Task data:

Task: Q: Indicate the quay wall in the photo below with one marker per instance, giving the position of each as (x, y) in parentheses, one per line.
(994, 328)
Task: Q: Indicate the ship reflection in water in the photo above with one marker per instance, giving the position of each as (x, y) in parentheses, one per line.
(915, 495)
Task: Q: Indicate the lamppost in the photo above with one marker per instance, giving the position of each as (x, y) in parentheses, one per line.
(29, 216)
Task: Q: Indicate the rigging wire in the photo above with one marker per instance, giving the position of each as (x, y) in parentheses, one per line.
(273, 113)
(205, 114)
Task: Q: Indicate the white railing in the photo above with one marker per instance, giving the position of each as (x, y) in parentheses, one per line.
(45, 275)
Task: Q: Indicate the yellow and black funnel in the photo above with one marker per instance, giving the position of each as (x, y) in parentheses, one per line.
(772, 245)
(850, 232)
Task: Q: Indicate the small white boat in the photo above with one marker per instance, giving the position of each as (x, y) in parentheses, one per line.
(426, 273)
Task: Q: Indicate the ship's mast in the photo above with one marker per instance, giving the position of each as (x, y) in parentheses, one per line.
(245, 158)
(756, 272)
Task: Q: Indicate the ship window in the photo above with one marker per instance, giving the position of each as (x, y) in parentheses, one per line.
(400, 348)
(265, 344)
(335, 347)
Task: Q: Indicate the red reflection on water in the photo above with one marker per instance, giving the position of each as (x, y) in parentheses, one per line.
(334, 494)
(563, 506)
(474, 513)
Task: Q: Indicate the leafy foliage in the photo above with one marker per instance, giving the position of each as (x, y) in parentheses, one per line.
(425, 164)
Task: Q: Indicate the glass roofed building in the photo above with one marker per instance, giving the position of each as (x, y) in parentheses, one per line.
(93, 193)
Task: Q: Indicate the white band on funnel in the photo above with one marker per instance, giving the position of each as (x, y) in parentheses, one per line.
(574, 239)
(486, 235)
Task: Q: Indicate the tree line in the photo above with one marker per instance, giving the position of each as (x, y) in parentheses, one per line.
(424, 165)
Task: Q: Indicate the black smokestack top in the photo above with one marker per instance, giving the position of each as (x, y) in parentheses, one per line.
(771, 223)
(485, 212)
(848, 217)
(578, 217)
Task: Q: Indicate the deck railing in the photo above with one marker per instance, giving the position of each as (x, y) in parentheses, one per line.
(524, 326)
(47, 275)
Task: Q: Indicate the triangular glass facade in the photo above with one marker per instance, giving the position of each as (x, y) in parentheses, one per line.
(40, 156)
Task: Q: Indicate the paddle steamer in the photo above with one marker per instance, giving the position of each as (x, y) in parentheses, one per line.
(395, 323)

What you are asked to do:
Rewrite every entry above as a numbered list, one line per number, skipping any blank lines.

Task solution:
1. Task: Q: Indicate the quay wall in the photo below with one marker per instance, giving the position of each as (x, y) in parentheses, one per line.
2. (994, 328)
3. Task: Q: Indicate the ship reflection in water in the photo above with one marker per instance, giving the position of each as (x, y) in parentheses, one per line.
4. (915, 495)
5. Task: Q: Indicate the lamppost in the photo above with one marker per instance, giving the position of each as (x, y) in parentheses, one per line.
6. (29, 216)
7. Task: Q: Indicate the rigging wire in the photo above with one marker per instance, giving the position of each as (x, y) in parentheses, one per line.
8. (273, 113)
9. (205, 114)
10. Task: Q: Indicate the white railing in the photo above with one marker per instance, giving the position of each as (x, y) in parentheses, one per line.
11. (45, 275)
12. Task: Q: Indicate the yellow and black funnel in the photo above with one marker per instance, giving the position of each as (x, y) in parentheses, one per line.
13. (772, 245)
14. (850, 232)
15. Task: Q: Indicate the small white boat in the photo above with one marker per instance, giving the position of each as (x, y) in parentheses, one per line.
16. (426, 273)
17. Task: Q: Indicate the ship's mast in the photo above with one marker per instance, giving the position of each as (x, y) in parentheses, one per line.
18. (245, 158)
19. (756, 272)
20. Task: Q: Indicate the ship window in the photo above with one marker per instance, giving the position of each as (x, y) in parentheses, one per line.
21. (400, 348)
22. (265, 344)
23. (335, 347)
24. Task: Q: Indicate the red reflection on water in the photo above with one marker per instance, giving the position of each as (x, y) in parentheses, one per line.
25. (334, 494)
26. (563, 506)
27. (474, 513)
28. Task: Q: Indicate the leafy foliage in the photo above with one marker per instance, giving the position of each as (x, y) in parentheses, one per line.
29. (425, 164)
30. Task: Q: Indicate the glass roofed building in the photo above with one marker per instance, giving the position of each as (x, y) in parentheses, one per line.
31. (93, 193)
32. Task: Q: Indicate the white band on funnel in the photo above with one marker per instance, giving the position of each as (x, y) in parentheses, one per line.
33. (574, 239)
34. (486, 235)
35. Task: Q: Indicate the tree line in the photo above with one marker per instance, giving the position of each as (x, y) in parentheses, one per line.
36. (424, 165)
37. Task: Q: Indicate the black smokestack top in the photo above with one marker per instance, giving the position of each as (x, y) in parentheses, one per line.
38. (771, 223)
39. (485, 212)
40. (848, 217)
41. (578, 217)
42. Task: Q: Indicate the deck railing in the photo above with one marker per instance, giving the position of each as (x, y) in parentheses, one per line.
43. (524, 326)
44. (47, 275)
45. Task: Q: Indicate the triangular glass facade in the photo above with one marker per instance, giving the position of each as (x, y) in parentheses, one per line.
46. (40, 156)
47. Task: Q: Indicate the paddle steamer in the photo above with one marker per instance, giving the position of each as (x, y) in parentheses, one per line.
48. (395, 323)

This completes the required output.